Now in 2012, after eight wonderful years of reliable service, I still have my old Morphy Richards "Companion," and keep it at our holiday home where other relatives rely on it for most of the year. It has been thumped, dropped. kicked and at one point "went on holiday" only for it to reappear the next year, adopting a "garden gnome" scenario.
Nar'2s Quick Skip Product Spec
FM/MW/LW, 3 bands from slider dial selectable control: Simple
Rotary volume control which also switches the radio on: Simple
Rotary tuning control - large and easy to grab.
Analogue tuning, headphone socket
LED mains power indicator - Also lights up with batteries when used.
FM telescopic aerial
General price: £14-95 (2004) to £19-99.
Generally speaking one of the features, which I love about this little radio, isn't the fact that it is simply designed, but because of its slightly oval shape it blends in easily with any kind of décor. I've had it in minimalist kitchens, 1980's country kitchens, and a practical kitchen and more recently in my parents kitchen before I bought them a Pure digital DAB radio and thanks to mum, its all black and white in there. As such and normally I don't spend a lot of paragraphs padding about the design but the Morphy Richards is a generally well shaped sound box with easy enough to see controls, well marked and professional looking in its wipe cleanable soft grey colour. The biggest gripe however isn't the fact that it has clearly marked controls but the radio dial, a strip on the top at the front of the radio can be hard to see, particularly from a distance although if you know your radio stations, then finding a station is easy enough from the weak action of the tuning dial which allows a precise action to hone in on all stations available from the FM/MW and LW wave bands available. The weak action of the dial may not give quality aspirations, but when my hands are caked in oil and baking, the dial is incredibly easy to turn!
Where sound quality is concerned, the MR Companion R1902 is easy to make friends with! I think is okay for the price and at a time when radios just gave sound control and nothing else the Morphy Richards does exactly this. As such the tone on this radio is middle ground - it is internally set which means you can't control it - but it does have a bright tone with FM stations and a fair amount of bass rather than a bass box type radio designed to threaten your worktop or shelves with vibrations.
On MW and LW wave lengths however the tone isn't as bright but it may well have something to do with the radio tuning into stations rather than finding the right sound quality. The volume control is easily controlled and unlike some cheap analogue radios on the market, the control is infinite and precise - I can get this radio down to the lowest level so that only me and it can be heard when other folk are in, possibly on the phone or just chatting away; being a musician is hard to detract from normal life; I need constant music around me when studying or doing work.

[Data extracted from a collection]
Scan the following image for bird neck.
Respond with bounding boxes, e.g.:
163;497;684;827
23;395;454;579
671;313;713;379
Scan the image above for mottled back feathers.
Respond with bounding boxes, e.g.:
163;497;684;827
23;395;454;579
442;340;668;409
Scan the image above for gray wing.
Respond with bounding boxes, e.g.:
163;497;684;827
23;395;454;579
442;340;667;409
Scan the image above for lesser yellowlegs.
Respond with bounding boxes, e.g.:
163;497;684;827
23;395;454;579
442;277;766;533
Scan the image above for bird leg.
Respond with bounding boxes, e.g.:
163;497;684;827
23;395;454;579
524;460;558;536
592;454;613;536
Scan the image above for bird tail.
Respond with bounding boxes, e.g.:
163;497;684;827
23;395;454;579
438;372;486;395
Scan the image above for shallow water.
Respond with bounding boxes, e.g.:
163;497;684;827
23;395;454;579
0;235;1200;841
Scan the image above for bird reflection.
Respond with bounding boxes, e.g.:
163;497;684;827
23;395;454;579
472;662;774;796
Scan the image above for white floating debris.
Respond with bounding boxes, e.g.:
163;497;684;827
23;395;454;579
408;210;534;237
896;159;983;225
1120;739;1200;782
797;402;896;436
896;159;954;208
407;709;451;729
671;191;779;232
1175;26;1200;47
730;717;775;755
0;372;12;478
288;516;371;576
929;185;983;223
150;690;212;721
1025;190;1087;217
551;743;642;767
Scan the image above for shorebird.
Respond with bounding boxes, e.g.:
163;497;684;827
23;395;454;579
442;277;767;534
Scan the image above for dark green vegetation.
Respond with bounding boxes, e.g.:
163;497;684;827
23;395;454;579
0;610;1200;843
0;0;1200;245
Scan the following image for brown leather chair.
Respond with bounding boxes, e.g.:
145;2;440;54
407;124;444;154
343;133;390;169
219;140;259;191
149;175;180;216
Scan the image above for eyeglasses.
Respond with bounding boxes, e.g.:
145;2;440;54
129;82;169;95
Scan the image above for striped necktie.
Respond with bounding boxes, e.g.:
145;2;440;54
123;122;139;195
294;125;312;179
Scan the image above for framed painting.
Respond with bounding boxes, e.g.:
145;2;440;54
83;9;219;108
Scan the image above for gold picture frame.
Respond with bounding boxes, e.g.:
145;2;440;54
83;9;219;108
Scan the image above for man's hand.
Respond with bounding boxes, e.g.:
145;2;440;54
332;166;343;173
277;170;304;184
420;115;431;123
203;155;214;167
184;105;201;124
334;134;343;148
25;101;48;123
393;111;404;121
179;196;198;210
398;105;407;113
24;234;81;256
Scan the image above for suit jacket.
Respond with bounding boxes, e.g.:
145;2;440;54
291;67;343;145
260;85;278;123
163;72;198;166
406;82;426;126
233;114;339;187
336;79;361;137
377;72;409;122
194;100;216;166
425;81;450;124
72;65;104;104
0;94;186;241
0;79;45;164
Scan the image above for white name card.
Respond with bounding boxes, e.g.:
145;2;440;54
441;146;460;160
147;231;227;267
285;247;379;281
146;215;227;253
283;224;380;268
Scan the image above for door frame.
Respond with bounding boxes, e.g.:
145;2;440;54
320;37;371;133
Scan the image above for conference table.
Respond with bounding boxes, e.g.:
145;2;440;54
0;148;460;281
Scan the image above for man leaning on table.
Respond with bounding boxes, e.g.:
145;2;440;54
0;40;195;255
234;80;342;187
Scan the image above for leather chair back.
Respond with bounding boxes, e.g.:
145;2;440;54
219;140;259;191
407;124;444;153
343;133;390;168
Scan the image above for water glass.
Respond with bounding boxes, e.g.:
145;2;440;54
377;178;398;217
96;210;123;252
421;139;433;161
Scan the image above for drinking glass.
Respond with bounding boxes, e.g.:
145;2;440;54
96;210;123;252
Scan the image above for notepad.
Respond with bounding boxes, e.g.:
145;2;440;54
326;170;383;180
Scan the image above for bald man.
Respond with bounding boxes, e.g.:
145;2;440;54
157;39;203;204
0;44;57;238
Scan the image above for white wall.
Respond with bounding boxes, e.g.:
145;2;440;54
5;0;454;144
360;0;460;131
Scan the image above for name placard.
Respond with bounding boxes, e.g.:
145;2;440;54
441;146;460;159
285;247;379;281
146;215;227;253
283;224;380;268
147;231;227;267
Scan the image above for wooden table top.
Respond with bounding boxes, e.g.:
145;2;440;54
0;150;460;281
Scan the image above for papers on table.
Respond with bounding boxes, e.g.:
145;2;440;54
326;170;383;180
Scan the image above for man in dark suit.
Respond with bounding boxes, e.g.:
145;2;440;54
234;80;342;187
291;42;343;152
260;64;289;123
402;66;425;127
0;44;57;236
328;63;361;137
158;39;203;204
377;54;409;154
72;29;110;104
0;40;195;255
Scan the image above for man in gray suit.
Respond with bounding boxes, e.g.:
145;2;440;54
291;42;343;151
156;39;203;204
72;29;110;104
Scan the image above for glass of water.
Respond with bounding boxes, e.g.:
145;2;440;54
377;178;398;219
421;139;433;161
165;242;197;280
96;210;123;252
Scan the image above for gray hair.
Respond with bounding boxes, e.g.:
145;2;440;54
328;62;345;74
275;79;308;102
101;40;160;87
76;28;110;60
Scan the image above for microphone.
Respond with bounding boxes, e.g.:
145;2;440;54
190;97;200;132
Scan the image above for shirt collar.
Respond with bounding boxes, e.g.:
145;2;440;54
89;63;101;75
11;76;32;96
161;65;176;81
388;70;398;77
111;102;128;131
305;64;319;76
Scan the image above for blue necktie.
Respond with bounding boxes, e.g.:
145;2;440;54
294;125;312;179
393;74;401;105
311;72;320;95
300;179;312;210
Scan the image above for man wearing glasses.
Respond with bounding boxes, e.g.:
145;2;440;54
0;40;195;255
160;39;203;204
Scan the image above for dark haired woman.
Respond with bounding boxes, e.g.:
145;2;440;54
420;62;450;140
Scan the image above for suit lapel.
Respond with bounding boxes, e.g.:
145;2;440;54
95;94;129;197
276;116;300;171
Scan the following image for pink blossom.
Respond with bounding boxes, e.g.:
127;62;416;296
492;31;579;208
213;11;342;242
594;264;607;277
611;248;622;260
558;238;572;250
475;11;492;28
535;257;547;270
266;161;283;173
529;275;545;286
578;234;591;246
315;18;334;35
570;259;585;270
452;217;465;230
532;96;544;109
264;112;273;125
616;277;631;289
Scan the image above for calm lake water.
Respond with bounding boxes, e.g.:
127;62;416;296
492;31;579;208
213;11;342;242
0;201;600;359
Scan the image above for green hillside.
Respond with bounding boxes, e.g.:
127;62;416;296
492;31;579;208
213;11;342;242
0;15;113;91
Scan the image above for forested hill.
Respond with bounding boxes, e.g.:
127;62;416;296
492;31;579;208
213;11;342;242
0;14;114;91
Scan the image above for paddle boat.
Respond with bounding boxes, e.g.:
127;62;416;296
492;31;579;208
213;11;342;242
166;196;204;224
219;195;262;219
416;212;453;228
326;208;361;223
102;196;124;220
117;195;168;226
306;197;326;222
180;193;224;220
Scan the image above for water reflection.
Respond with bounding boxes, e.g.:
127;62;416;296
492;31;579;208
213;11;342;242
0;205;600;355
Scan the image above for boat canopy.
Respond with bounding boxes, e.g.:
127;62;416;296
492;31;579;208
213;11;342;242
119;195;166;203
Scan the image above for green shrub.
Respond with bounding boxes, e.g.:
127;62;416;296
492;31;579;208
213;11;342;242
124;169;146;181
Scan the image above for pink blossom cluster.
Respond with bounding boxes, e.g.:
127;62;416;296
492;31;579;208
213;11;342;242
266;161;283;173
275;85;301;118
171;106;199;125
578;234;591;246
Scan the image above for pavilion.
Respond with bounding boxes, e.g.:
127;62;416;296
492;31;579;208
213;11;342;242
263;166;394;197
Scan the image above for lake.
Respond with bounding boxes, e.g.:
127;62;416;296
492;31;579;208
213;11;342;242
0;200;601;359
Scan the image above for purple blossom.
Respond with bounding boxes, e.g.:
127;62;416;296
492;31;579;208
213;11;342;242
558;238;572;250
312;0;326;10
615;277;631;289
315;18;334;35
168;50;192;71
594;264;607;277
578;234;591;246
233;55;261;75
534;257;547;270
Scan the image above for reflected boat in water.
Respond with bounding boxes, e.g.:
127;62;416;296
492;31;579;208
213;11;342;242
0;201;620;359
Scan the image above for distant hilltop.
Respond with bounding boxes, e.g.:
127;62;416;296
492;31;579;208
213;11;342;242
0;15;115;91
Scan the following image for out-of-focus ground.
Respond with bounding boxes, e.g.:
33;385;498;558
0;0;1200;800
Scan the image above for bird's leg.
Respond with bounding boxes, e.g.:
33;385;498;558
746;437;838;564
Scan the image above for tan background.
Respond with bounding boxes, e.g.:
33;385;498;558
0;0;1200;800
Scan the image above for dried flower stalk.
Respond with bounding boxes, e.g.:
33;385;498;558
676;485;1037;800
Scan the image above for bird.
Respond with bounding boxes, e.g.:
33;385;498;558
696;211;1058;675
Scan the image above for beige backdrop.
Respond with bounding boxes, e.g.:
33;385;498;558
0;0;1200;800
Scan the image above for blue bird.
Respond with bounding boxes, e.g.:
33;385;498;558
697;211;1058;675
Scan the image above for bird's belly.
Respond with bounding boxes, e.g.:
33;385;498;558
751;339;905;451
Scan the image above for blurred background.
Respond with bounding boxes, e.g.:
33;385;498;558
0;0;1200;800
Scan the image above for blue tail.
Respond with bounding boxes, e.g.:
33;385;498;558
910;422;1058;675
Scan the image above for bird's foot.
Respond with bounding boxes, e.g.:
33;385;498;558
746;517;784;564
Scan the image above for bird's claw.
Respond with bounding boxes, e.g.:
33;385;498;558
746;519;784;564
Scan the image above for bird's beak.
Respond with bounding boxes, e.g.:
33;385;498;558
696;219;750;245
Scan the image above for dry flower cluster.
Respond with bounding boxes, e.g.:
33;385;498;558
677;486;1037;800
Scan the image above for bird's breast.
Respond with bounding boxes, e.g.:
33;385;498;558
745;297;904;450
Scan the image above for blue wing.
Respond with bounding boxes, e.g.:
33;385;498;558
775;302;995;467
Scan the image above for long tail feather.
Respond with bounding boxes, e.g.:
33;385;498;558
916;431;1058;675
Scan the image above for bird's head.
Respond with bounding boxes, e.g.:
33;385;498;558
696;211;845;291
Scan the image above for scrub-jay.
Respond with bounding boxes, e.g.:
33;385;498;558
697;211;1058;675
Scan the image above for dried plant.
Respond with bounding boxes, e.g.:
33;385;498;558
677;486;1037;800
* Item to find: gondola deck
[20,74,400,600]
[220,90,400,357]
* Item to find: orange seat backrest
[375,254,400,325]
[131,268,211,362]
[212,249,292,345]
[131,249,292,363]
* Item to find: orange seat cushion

* INSTRUCTION A *
Render the records as a JSON list of strings, one string per line and blank lines omitted, starting with the line containing "Scan the following image for out-of-focus" and running through the line containing "696;211;1058;675", both included.
* INSTRUCTION B *
Write the next part of the Morphy Richards radio review, picking up after its final sentence.

* REPLY A *
[
  "Scan the following image for out-of-focus ground.",
  "Respond with bounding boxes, e.g.:",
  "33;385;498;558",
  "0;0;1200;800",
  "Scan the image above for bird's leg.",
  "Respond with bounding boxes, e.g.:",
  "33;385;498;558",
  "746;437;838;564",
  "Scan the image above for tan background.",
  "Respond with bounding boxes, e.g.:",
  "33;385;498;558",
  "0;0;1200;800",
  "Scan the image above for dried flower stalk.",
  "Respond with bounding boxes, e.g.:",
  "33;385;498;558",
  "676;485;1037;800",
  "Scan the image above for bird.",
  "Respond with bounding boxes, e.g.:",
  "33;385;498;558",
  "696;211;1058;675"
]

* REPLY B *
Another issue that does need addressing is the stability of this product. Although it has an easy enough to carry handle which sits flush in its recess when not in use and a telescopic radio aerial that can be turned at a 180° angle, the weight of the radio comes in at around 680grams - hardly heavy. It is therefore prone to falling over if it isn't on a level flat surface and thanks to its general plastic construction there are no soft feet on the base to which it can grip surfaces.
Most of the time it can sit happily on an average window sill if it is left permanently plugged in, and once the plug is switched on a small LED red light comes on to show the radio is on. Batteries can be used in lieu of main power but then adds the weight in with two medium-sized 1.5 V batteries; this radio came in useful when a flat mate's car radio wasn't functioning and we needed the football scores!!
Over the years the volume and on control which acts as one has started to reveal static which produces a crackle at the start but like almost all analogue radios this can simply be removed by turning up the volume control up and down to get rid of any static once it is switched on in future use. Sometimes although easily marked I feel that the control could be a bit larger so that all sizes of hands can activate it.
Changing radio stations is very easy to do thanks to the fact that the radio only has one slide bar on the right hand side. An ear piece also allows owners the option to listen to the radio in privacy and although it is a Mono speaker set on the front, stereo headphones produce Mono sound rather than putting the sound into one ear phone as some radios have done in the past.
Now, where practicality is concerned, the Companion's basic grab handle fits flush as soon as it isn't required but over the years I've only ever used the handle to hang the radio off trees if I'm working out in the garden - but due to its thinner than normal shape like other radios where the external mains cord socket is located, Morphy Richards have been wise to fit everything flush - this means the radio can be hung up in my shed as opposed to having it sit ON a shelf, because the radio can fall over if it is left on an unsteady, angled shelf.